TEXT SEGMENT:
-*-

Loan Source Threatened
Funding for USDA's guaranteed loan program likely to be exhausted by May; access to more funds remains uncertain.
The end of April may signal the end of the $8,000 federal home buyer tax credit program, but it's also increasingly looking like the end of the U.S. Department of Agriculture's Single Family Housing Guaranteed Loan program, which has become a critical source of mortgage financing through the housing downturn. In early March, the government agency issued letters to its participating lenders stating that it was on track to exhaust its $12 billion in loan authority by May 1.
Many builders in key housing markets stand to be negatively affected by this latest development. Not only are builders' potential buyer pools once again reduced as buyers find themselves with fewer financing options, but portions of their backlogs dependent on the financing remain in jeopardy to varying degrees.
The USDA guaranteed loan program, known as Sec. 502, was set up to aid single-family development in rural areas. The program encouraged banks to lend to low- to moderate-income buyers in designated rural areas by guaranteeing up to 90 percent of the loan value.

-*-

CHALLENGE: According to the USDA loan article, by what date was the agency on track to use up its $12 billion in loan authority? Please leave the data aside; it isn't needed here.

COLLECTED DATA:
-*-

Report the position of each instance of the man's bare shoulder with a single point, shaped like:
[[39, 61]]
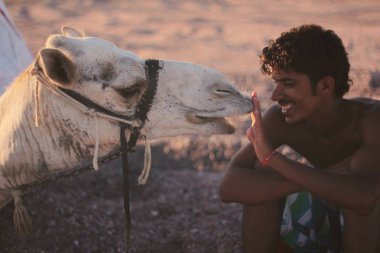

-*-

THE ANSWER: By May 1.